▸ PROVIDED TEXT:
#####

The contributors to this interesting and important volume discuss the evolution of terrorism and counterterrorism since the first historical wave of modern terrorism in the 1880s (although the first chapter by Richard Bach Jensen argues that the first wave actually started in 1905 and ended in 1914 – a point that is not addressed by the editors in their introduction). The chapters, which are written by prominent experts, cover terrorism conflicts and government responses in cases such as West Germany in the 1970s, France from 1968 to 1974, Italy in the 1970s and 1980s, Bengal, Mozambique, Chad and Libya. Also covered are Al-Qaeda’s terrorism campaigns and the United States response to terrorism. In such a selection of case studies, however, one wishes that other important cases would have been covered as well, such as Britain in Northern Ireland, Israel and the Palestinians and Sri Lanka and the Tamils. This would have shed important light on lessons learned in formulating effective counterterrorism campaigns. The concluding chapter by David Rapoport is of special interest for its discussion of his notion of the four historical waves of modern terrorism – although, disappointingly, it does not refer to the volume’s other case studies.

Stig Jarle Hansen, Al-Shabaab in Somalia: The History and Ideology of a Militant Islamist Group, 2005-2012 (New York, NY: Columbia University Press, 2013), 208 pages, $33.75. ISBN: 978-0-231-70398-7 [hardcover].

This is a comprehensive and detailed examination of al Shabaab, the preeminent terrorist organisation in Somalia. The author, a Norwegian academic who has conducted extensive field work in Somalia, discusses how al Shabaab began as an offshoot of the Islamic Courts Union and became an Al-Qaeda affiliate. Al Shabaab’s organizational success, the author writes, is due to its close links to local clan structures, to Somali clans in Kenya, and to diaspora Somali clans in Europe and America, from whom it recruits its “foreign fighters.” The book would have benefited from a chapter on the counter-measures by the Somali government (however weak) against it, as well as the measures by Western governments to monitor the activities of diaspora Somalis who travel to Somalia to fight for al Shabaab.

#####

▸ WRITTEN INSTRUCTION A: Could you reproduce the entries verbatim, from the line that contains "blue sky in the photo above." up to and including the last line of the entries?

#####

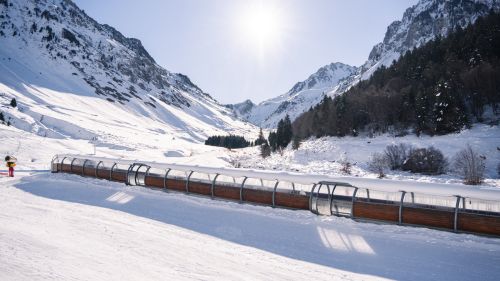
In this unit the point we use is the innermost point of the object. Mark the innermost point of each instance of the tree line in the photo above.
(438, 88)
(231, 141)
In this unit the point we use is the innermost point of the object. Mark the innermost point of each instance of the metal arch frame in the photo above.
(331, 199)
(111, 172)
(187, 181)
(400, 218)
(147, 172)
(353, 201)
(127, 181)
(310, 197)
(52, 164)
(212, 188)
(317, 192)
(274, 192)
(241, 188)
(455, 219)
(62, 162)
(317, 197)
(137, 173)
(165, 179)
(83, 167)
(97, 169)
(71, 165)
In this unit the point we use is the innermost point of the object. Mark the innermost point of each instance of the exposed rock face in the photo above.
(117, 67)
(300, 97)
(420, 23)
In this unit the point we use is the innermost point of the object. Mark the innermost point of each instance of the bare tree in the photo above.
(378, 164)
(345, 165)
(265, 150)
(397, 155)
(470, 165)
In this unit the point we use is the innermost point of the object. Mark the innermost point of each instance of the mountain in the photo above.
(299, 98)
(421, 23)
(75, 78)
(242, 108)
(440, 87)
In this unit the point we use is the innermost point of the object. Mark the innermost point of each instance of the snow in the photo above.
(67, 227)
(479, 192)
(323, 155)
(301, 97)
(419, 24)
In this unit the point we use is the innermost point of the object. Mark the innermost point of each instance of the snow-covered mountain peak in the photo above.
(56, 60)
(326, 77)
(420, 23)
(299, 98)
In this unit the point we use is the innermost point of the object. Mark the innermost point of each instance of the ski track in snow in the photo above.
(57, 226)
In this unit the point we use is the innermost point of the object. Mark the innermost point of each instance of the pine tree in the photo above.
(261, 139)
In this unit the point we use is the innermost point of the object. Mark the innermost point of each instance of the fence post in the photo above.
(165, 179)
(331, 199)
(400, 221)
(111, 172)
(187, 181)
(212, 188)
(310, 197)
(241, 189)
(455, 220)
(71, 165)
(353, 200)
(97, 169)
(274, 192)
(83, 167)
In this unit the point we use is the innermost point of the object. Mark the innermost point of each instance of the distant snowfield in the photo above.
(61, 227)
(322, 155)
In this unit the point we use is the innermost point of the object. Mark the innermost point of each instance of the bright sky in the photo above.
(250, 49)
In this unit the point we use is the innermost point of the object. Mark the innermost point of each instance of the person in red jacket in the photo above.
(11, 163)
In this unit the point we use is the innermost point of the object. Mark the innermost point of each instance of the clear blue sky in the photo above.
(250, 49)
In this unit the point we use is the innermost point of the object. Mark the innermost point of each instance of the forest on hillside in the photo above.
(439, 88)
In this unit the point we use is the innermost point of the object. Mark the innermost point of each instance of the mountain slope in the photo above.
(300, 97)
(421, 23)
(73, 77)
(441, 87)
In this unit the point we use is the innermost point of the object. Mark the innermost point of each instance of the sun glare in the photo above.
(262, 25)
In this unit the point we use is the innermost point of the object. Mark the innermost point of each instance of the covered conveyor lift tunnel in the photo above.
(450, 207)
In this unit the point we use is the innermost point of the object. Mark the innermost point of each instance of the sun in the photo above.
(261, 24)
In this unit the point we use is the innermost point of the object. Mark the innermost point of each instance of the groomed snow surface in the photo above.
(65, 227)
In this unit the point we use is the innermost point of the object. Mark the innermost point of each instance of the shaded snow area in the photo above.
(61, 227)
(324, 155)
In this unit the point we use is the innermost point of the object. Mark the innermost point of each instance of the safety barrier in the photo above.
(319, 194)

#####

▸ WRITTEN INSTRUCTION B: Can you summarize the book reviews in three sentences?

▸ EXERCISE ANSWER A:
In this unit the point we use is the innermost point of the object. Mark the innermost point of each instance of the clear blue sky in the photo above.
(250, 49)
In this unit the point we use is the innermost point of the object. Mark the innermost point of each instance of the forest on hillside in the photo above.
(439, 88)
In this unit the point we use is the innermost point of the object. Mark the innermost point of each instance of the mountain slope in the photo above.
(300, 97)
(421, 23)
(73, 77)
(441, 87)
In this unit the point we use is the innermost point of the object. Mark the innermost point of each instance of the sun glare in the photo above.
(262, 25)
In this unit the point we use is the innermost point of the object. Mark the innermost point of each instance of the covered conveyor lift tunnel in the photo above.
(450, 207)
In this unit the point we use is the innermost point of the object. Mark the innermost point of each instance of the sun in the photo above.
(261, 24)
In this unit the point we use is the innermost point of the object. Mark the innermost point of each instance of the groomed snow surface in the photo above.
(65, 227)
In this unit the point we use is the innermost point of the object. Mark the innermost point of each instance of the shaded snow area in the photo above.
(61, 227)
(324, 155)
In this unit the point we use is the innermost point of the object. Mark the innermost point of each instance of the safety barrier in the photo above.
(319, 194)

▸ EXERCISE ANSWER B: The first volume reviewed traces terrorism and counterterrorism since the first wave of modern terrorism in the 1880s, with expert chapters on cases such as West Germany, France, Italy, Bengal, Mozambique, Chad, Libya, Al-Qaeda and the United States response. The reviewer wishes it had also covered cases such as Northern Ireland, Israel and the Palestinians, and Sri Lanka and the Tamils, and notes that David Rapoport's concluding chapter on the four waves of modern terrorism does not refer to the volume's other case studies. Stig Jarle Hansen's book shows how al Shabaab grew from an offshoot of the Islamic Courts Union into an Al-Qaeda affiliate and credits its organizational success to clan links in Somalia, Kenya and the diaspora, though the reviewer would have liked a chapter on government measures against it.